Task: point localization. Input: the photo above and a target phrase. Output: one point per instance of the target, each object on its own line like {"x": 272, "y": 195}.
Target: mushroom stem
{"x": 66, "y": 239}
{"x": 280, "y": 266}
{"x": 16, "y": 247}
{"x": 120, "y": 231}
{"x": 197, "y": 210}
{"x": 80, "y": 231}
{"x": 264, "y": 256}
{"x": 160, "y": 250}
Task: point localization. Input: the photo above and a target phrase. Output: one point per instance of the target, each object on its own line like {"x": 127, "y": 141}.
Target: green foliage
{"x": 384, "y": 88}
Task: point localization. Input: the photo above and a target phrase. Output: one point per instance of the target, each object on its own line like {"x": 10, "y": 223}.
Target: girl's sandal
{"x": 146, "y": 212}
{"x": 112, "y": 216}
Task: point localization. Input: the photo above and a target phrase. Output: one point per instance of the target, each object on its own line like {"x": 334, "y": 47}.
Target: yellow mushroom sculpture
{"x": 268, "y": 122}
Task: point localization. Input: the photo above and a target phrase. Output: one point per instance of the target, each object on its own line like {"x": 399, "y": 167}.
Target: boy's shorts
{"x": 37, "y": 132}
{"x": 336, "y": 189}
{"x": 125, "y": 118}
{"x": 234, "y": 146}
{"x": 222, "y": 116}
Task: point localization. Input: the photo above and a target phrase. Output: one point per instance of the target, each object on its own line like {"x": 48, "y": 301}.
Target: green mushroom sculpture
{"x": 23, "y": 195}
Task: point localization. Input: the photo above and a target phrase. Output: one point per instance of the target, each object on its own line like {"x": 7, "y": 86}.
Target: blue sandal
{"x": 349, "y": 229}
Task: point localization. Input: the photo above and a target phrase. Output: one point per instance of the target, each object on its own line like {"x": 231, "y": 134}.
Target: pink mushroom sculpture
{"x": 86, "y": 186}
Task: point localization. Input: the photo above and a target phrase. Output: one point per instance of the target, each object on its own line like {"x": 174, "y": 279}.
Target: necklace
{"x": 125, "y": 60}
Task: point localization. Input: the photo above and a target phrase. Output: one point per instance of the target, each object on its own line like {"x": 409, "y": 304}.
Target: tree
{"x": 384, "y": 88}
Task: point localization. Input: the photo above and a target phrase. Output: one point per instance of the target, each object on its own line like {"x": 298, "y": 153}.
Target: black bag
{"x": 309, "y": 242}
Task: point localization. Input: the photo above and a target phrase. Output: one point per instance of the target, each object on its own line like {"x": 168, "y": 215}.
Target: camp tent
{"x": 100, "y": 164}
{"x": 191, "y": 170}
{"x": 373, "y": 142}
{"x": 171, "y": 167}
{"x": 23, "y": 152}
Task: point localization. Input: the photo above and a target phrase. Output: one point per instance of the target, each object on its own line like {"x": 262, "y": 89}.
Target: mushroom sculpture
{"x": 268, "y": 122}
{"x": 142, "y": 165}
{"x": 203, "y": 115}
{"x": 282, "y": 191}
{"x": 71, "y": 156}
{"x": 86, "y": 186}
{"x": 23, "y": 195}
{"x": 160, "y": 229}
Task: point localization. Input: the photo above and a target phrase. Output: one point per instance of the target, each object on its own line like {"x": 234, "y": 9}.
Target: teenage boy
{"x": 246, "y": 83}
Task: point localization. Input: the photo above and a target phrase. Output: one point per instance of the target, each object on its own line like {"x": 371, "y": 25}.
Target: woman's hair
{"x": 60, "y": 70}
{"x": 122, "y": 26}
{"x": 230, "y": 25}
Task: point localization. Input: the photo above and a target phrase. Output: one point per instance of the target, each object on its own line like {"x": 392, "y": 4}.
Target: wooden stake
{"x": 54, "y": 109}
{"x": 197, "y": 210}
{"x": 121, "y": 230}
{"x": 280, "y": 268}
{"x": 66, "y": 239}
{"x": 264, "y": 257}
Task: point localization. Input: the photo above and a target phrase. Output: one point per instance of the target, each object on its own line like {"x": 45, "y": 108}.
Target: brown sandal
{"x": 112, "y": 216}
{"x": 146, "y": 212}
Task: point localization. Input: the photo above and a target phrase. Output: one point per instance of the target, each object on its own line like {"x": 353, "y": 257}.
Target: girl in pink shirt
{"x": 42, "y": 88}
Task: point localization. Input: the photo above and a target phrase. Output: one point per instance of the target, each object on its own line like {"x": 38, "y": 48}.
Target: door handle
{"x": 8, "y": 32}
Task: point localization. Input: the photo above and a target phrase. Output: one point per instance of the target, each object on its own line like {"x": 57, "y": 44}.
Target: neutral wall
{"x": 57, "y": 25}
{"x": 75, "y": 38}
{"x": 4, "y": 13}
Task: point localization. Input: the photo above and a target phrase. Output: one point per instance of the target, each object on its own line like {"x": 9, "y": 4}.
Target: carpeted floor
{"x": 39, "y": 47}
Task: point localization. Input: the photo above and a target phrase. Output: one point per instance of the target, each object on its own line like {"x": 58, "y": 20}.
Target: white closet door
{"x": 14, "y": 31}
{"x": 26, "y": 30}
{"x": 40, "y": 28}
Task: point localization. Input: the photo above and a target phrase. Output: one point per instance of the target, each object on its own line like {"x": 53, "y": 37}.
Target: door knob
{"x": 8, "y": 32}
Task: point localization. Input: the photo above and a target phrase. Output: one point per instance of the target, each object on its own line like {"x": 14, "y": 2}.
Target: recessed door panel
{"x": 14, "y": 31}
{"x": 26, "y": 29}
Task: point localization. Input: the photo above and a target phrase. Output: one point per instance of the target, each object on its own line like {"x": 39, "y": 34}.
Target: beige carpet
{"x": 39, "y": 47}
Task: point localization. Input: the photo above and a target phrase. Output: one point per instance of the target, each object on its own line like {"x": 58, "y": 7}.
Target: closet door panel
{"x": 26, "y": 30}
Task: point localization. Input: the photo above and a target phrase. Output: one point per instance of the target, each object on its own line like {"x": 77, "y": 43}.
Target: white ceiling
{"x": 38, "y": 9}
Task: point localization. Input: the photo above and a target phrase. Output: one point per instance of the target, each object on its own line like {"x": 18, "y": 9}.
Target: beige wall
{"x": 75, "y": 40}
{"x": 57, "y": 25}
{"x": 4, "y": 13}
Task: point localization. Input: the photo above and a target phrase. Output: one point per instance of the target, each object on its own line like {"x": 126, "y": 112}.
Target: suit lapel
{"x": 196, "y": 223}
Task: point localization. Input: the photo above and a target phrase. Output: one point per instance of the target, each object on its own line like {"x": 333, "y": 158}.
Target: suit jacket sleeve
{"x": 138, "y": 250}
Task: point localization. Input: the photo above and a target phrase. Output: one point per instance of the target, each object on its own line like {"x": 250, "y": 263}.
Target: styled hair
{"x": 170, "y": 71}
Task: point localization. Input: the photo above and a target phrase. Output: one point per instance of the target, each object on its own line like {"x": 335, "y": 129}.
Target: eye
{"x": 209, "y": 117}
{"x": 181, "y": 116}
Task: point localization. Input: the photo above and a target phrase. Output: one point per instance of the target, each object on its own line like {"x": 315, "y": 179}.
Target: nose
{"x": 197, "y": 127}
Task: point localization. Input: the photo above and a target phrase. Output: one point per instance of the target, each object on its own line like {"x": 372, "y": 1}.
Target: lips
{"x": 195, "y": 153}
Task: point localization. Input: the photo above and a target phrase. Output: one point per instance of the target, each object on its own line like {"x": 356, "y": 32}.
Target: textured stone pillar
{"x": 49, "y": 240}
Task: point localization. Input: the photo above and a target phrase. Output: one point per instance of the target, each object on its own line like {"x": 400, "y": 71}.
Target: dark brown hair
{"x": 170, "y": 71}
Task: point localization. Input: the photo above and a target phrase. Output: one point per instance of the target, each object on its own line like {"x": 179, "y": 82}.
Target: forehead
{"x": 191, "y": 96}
________________________
• WHAT TO PRODUCE
Once more, write out all the data exactly.

• WRITTEN RESPONSE
Task: point localization. Input: the photo above and a target phrase. Output: one point per instance of the target, each object on its own line like {"x": 272, "y": 195}.
Target: mushroom stem
{"x": 66, "y": 239}
{"x": 280, "y": 266}
{"x": 16, "y": 247}
{"x": 120, "y": 231}
{"x": 197, "y": 210}
{"x": 80, "y": 231}
{"x": 264, "y": 256}
{"x": 160, "y": 250}
Task: point localization. Input: the photo above and a target phrase. Output: one point per instance of the target, each object on its own line like {"x": 127, "y": 141}.
Target: green foliage
{"x": 384, "y": 88}
Task: point localization. Input: the photo above and a target phrase. Output: one point per instance of the target, each object on its own line like {"x": 10, "y": 223}.
Target: girl's sandal
{"x": 146, "y": 212}
{"x": 112, "y": 216}
Task: point localization. Input: the photo above and a target phrase. Output: one point per instance of the target, each object on its own line like {"x": 334, "y": 47}.
Target: yellow mushroom sculpture
{"x": 268, "y": 122}
Task: point localization. Input: the photo above and a target phrase. Output: one point per instance of the target, each object on its own line like {"x": 399, "y": 167}.
Target: boy's shorts
{"x": 37, "y": 132}
{"x": 336, "y": 189}
{"x": 125, "y": 118}
{"x": 234, "y": 146}
{"x": 222, "y": 116}
Task: point localization. Input: the photo above and a target phrase. Output: one point per instance of the target, each object on its own line like {"x": 48, "y": 301}.
Target: green mushroom sculpture
{"x": 23, "y": 195}
Task: point localization. Input: the photo above and a target phrase. Output: one point per instance of the target, each object on its own line like {"x": 7, "y": 86}.
Target: blue sandal
{"x": 349, "y": 229}
Task: point localization. Input: the photo above and a target phrase. Output: one point per instance of the target, each object on its own line like {"x": 231, "y": 134}.
Target: pink mushroom sculpture
{"x": 86, "y": 186}
Task: point localization. Input: the photo above and a target phrase. Output: one point per instance of the target, each object on its own line like {"x": 174, "y": 279}.
Target: necklace
{"x": 125, "y": 60}
Task: point localization. Input: the photo above and a target phrase. Output: one point per instance of the target, each object on its own line like {"x": 409, "y": 304}.
Target: tree
{"x": 384, "y": 88}
Task: point localization. Input: the photo above and a target phrase. Output: one point per instance of the target, each object on its own line like {"x": 298, "y": 153}.
Target: black bag
{"x": 309, "y": 242}
Task: point localization. Input: the photo above and a target phrase. Output: one point per instance of the target, each object on its own line like {"x": 168, "y": 215}.
Target: camp tent
{"x": 100, "y": 164}
{"x": 191, "y": 170}
{"x": 373, "y": 142}
{"x": 171, "y": 167}
{"x": 23, "y": 152}
Task: point localization. Input: the photo above and a target phrase. Output: one point per instance of the target, each object on its own line like {"x": 262, "y": 89}.
Target: mushroom sculpture
{"x": 268, "y": 122}
{"x": 142, "y": 165}
{"x": 203, "y": 115}
{"x": 282, "y": 191}
{"x": 71, "y": 156}
{"x": 86, "y": 186}
{"x": 23, "y": 195}
{"x": 160, "y": 229}
Task: point localization. Input: the photo above and a target phrase. Output: one point per instance of the target, each object on its own line like {"x": 234, "y": 9}.
Target: teenage boy
{"x": 246, "y": 83}
Task: point localization. Input: the photo above and a target phrase. Output: one point per instance of the target, each object on its own line like {"x": 371, "y": 25}.
Target: woman's hair
{"x": 60, "y": 70}
{"x": 122, "y": 26}
{"x": 230, "y": 25}
Task: point localization. Input: the photo above and a target phrase. Output: one point per instance of the target, each object on its own line like {"x": 392, "y": 4}.
Target: wooden stake
{"x": 54, "y": 109}
{"x": 197, "y": 210}
{"x": 121, "y": 230}
{"x": 280, "y": 268}
{"x": 66, "y": 239}
{"x": 264, "y": 257}
Task: point localization. Input: the photo above and a target phrase. Output: one point per instance of the target, each object on its own line like {"x": 45, "y": 108}.
Target: brown sandal
{"x": 112, "y": 216}
{"x": 146, "y": 212}
Task: point localization. Input: the photo above and a target phrase. Output: one point per instance of the target, each object on its own line like {"x": 353, "y": 257}.
Target: girl in pink shirt
{"x": 42, "y": 88}
Task: point localization. Input: the photo above and a target phrase. Output: one point per instance of the target, each object on its own line like {"x": 38, "y": 48}.
Target: door handle
{"x": 8, "y": 32}
Task: point localization. Input: the photo above and a target phrase. Output: one point per instance of the target, each object on its own line like {"x": 57, "y": 44}.
Target: neutral wall
{"x": 57, "y": 25}
{"x": 75, "y": 38}
{"x": 4, "y": 13}
Task: point localization. Input: the photo above and a target phrase. Output: one point per instance of the target, each object on its own line like {"x": 9, "y": 4}.
Target: carpeted floor
{"x": 39, "y": 47}
Task: point localization. Input: the photo above and a target phrase. Output: one point per instance of the target, each object on its own line like {"x": 58, "y": 20}.
Target: white closet door
{"x": 14, "y": 31}
{"x": 26, "y": 30}
{"x": 40, "y": 28}
Task: point localization. Input: the photo above and a target phrase. Output: one point per instance of the target, each object on its own line like {"x": 53, "y": 37}.
Target: door knob
{"x": 8, "y": 32}
Task: point localization. Input: the photo above and a target phrase. Output: one point per instance of the target, each object on its own line like {"x": 14, "y": 2}.
Target: recessed door panel
{"x": 14, "y": 31}
{"x": 26, "y": 29}
Task: point localization. Input: the photo above and a target phrase. Output: one point per instance of the target, each object on its own line like {"x": 39, "y": 34}.
Target: beige carpet
{"x": 39, "y": 47}
Task: point localization. Input: the photo above and a target phrase. Output: one point per instance of the target, each object on its own line like {"x": 58, "y": 7}.
Target: closet door panel
{"x": 26, "y": 30}
Task: point localization. Input: the photo above and a target phrase. Output: one point per instance of the target, each object on its own line like {"x": 77, "y": 43}.
Target: white ceiling
{"x": 38, "y": 9}
Task: point localization. Input: the photo above and a target phrase. Output: one point per instance of the target, each object on its own line like {"x": 18, "y": 9}.
Target: beige wall
{"x": 75, "y": 40}
{"x": 57, "y": 25}
{"x": 4, "y": 13}
Task: point localization. Input: the photo above and a target phrase. Output: one point per instance of the target, each object on its own line like {"x": 126, "y": 112}.
Target: suit lapel
{"x": 196, "y": 223}
Task: point localization. Input: the photo above and a target phrase. Output: one point per instance of the target, each object on its own line like {"x": 333, "y": 158}.
Target: suit jacket sleeve
{"x": 138, "y": 250}
Task: point localization. Input: the photo above and a target phrase. Output: one point per instance of the target, each object on its own line like {"x": 250, "y": 263}.
Target: styled hair
{"x": 170, "y": 71}
Task: point localization. Input: the photo above and a target phrase. Output: one point per instance of the target, each object on its own line like {"x": 335, "y": 129}.
Target: eye
{"x": 209, "y": 117}
{"x": 181, "y": 116}
Task: point localization. Input: the photo above and a target phrase. Output: one point per instance of the target, each object on its own line like {"x": 315, "y": 179}.
Target: nose
{"x": 197, "y": 127}
Task: point localization. Input: the photo above and a target phrase. Output: one point per instance of the target, each object on its own line like {"x": 372, "y": 1}.
Target: lips
{"x": 195, "y": 153}
Task: point localization. Input: the photo above and a target phrase. Output: one point per instance of the target, each object on its own line like {"x": 356, "y": 32}.
Target: textured stone pillar
{"x": 49, "y": 240}
Task: point localization. Input: the photo above and a target phrase. Output: one point per instance of the target, each object on its own line like {"x": 400, "y": 71}.
Target: dark brown hair
{"x": 170, "y": 71}
Task: point localization. Input: the photo above and a target phrase. Output: one point per instance of the target, each object on its own line like {"x": 179, "y": 82}.
Target: forehead
{"x": 191, "y": 96}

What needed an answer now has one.